» Soal Latihan
1/ Jawablah pertanyaan-pertanyaan berikut berdasarkan teks tentang shalat.
(a) Kata dasar apa yang digunakan ayat-ayat Al-Qur'an dalam menjelaskan perintah shalat?
(b) Surah dan ayat mana yang dikutip dalam teks tersebut?
(c) Menurut teks, apa fungsi shalat itu sendiri?
2/ Teruskan teks tentang shalat mulai setelah bagian terakhir yang ditampilkan.

» Teks Pilihan
Karena perlu di ingat bahwa syetan akan selalu menggoda manusia untuk
melalaikan shalatnya. Ungkapan yang paling tepat untuk shalat adalah
“Menegakkan”, tidak hanya sekedar “Mengerjakan” saja, sebagimana ayat-ayat
Al-Qur’an yang menjelaskan perintah shalat menggunakan kata dasar “قام”,bukan “فعل”.
Menilai seseorang itu bisa dengan menilai shalatnya. Dalam riwayat lain juga
disebutkan bahwa seseorang itu apabila shalatnya baik, maka baik pula semua
amalannya, akan tetapi seseorang itu apabila buruk shalatnya, maka buruk pula
semua amalnya. Shalat yang baik disini adalah shalat yang sesuai dengan apa
yang dicontohkan oleh Rasulullah s.a.w. yang tersebut dalam sunnah. Baik dalam
ucapan,gerakan, dan bisa memahami makna sholat itu sendiri. Apabila seseorang
itu menegakkan sholat yang baik, maka akan ada perbuatan-perbuatan positif yang
ditimbulkannya, hal ini sesuai dengan firman Allah s.w.t. :
اتْلُ
مَا أُوحِيَ إِلَيْكَ مِنَ الْكِتَابِ وَأَقِمِ الصَّلاةَ إِنَّ الصَّلاةَ تَنْهَى
عَنِ الْفَحْشَاءِ وَالْمُنْكَرِ ولَذِكْرُ اللَّهِ أَكْبَرُ وَاللَّهُ يَعْلَمُ
مَا تَصْنَعُونَ
Artinya: “Bacalah apa
yang telah diwahyukan kepadamu, yaitu Al Kitab (Al Qur'an) dan dirikanlah
salat. Sesungguhnya salat itu mencegah dari (perbuatan-perbuatan) keji dan
mungkar. Dan sesungguhnya mengingat Allah (salat) adalah lebih besar
(keutamaannya dari ibadah-ibadah yang lain). Dan Allah mengetahui apa yang kamu
kerjakan.” (Q.S. Al-‘ankabut:45)
Mencegah dari perbuatan yang mungkar, dan hal-hal positif yang
mengiringi orang yang menegakkan shalat itu aka nada apabila esensi/makna yang
terkandung dalam shalat itu tertanam dalam hati manusia, sehingga walaupun manusia
itu tidak sedang mengerjakan shalat,tetapi manusia itu akan senantiasa ingat
pada Allah s.w.t dimanapun, kapanpun, dan dalam keadaan apapun. Karena fungsi
shalat sendiri adalah untuk mengingat Allah s.w.t.
2.

» Data Tercatat

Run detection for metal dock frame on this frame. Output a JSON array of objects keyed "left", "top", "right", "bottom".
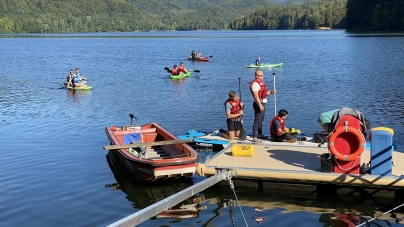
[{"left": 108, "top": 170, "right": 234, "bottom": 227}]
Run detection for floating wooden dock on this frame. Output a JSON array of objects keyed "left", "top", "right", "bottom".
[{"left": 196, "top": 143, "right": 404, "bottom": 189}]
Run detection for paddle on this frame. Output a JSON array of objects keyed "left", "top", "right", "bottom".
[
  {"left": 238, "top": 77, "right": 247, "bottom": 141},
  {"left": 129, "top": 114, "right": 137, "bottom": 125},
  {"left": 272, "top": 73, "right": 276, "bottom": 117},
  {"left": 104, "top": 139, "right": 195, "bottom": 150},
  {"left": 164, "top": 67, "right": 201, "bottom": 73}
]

--

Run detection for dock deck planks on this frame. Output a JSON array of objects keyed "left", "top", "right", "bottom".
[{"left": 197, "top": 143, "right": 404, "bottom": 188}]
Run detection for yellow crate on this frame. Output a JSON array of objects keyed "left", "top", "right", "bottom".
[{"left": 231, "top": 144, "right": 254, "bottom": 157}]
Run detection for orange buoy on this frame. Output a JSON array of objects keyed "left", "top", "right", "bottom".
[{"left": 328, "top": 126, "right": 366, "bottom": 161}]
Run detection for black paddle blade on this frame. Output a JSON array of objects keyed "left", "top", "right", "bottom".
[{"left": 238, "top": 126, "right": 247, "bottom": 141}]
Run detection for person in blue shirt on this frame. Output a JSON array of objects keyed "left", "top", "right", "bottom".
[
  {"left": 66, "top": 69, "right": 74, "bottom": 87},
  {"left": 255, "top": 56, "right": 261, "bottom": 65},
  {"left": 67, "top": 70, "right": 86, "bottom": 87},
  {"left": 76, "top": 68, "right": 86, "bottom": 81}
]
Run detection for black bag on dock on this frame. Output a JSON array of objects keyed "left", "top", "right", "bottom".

» Hasil
1/
(a) Kata dasar “قام”, bukan “فعل”.
(b) Q.S. Al-‘Ankabut ayat 45.
(c) Untuk mengingat Allah s.w.t.

2/
Puasa
Seorang tokoh besar Indonesia yang merupakan salah seorang cendekiawan
taraf dunia, yaitu BJ.Habibi telah membiasakan diri untuk berpuasa, baik puasa
wajib maupun puasa sunnah. Beliau tidak pernah meninggalkan puasa Ramadhan,
bahkan beliau rutin untuk mengerjakan puasa Daud. Salah satu statemen beliau tentang puasa adalah : ”Jikalau
umat islam di seluruh Indonesia ini membiasakan untuk mengerjakan puasa baik
puasa wajib maupun sunnah, maka tidak akan ada orang yang kesulitan untuk biasa
makan.”
Puasa mengendalikan diri dari tiga hal :
·
Angkara
Murka, atau dengan kata lain “Nafsu Amarah”. Puasa yang benar-benar diniatkan
karena Allah akan mengendalikan nafsu urang yang sedang berpuasa tersebut.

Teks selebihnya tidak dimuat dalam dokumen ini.